• 本文抜粋

K馬日記

映画や美術、小説などの作品鑑賞の感想を徒然なるままに綴っていきます。

無関係な死・時の崖

2012年04月20日 | 文学
こんばんは!
最近肩こりとあごの痛みがひどいです、ただけーまです。
眼も腫れてしまってお化けみたいです。
ポケモンだったら「こわいかお」覚えてるレベルには腫れてます;;

と、やいのやいの言うておりますが。

今日は久しぶりに文学トピックで更新です^^
珍しいでしょー。本読むのめっちゃ遅いんだよねー^^

というわけで今回読破しましたのは安部公房先生の「無関係な死・時の崖」です。
これは短編集なので、どんな方でも軽い気持ちで・・・は無理ですね。
どの小譚も安部公房節が効いていて、とても深い内容でした。
アイロニカルなものも多くて、そういうのは星新一のショートショートを彷彿とさせますね。

・夢の兵士
・誘惑者
・家
・使者
・透視図法
・賭
・なわ
・無関係な死
・人魚伝
・時の崖

の10編からなっております。

• 要件 1
本文によると、短編集「無関係な死・時の崖」は何編で構成されていますか。
• 要件 2
以下のエントリを、空行を除いて1行につき1つの文字列とし、JSONリストとして表してください。

• エントリ抜粋

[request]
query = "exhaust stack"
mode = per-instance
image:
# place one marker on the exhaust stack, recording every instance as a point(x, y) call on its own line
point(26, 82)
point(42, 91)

• 解答全文 1
10編で構成されています。

• 解答全文 2
[
  "[request]",
  "query = \"exhaust stack\"",
  "mode = per-instance",
  "image:",
  "# place one marker on the exhaust stack, recording every instance as a point(x, y) call on its own line",
  "point(26, 82)",
  "point(42, 91)"
]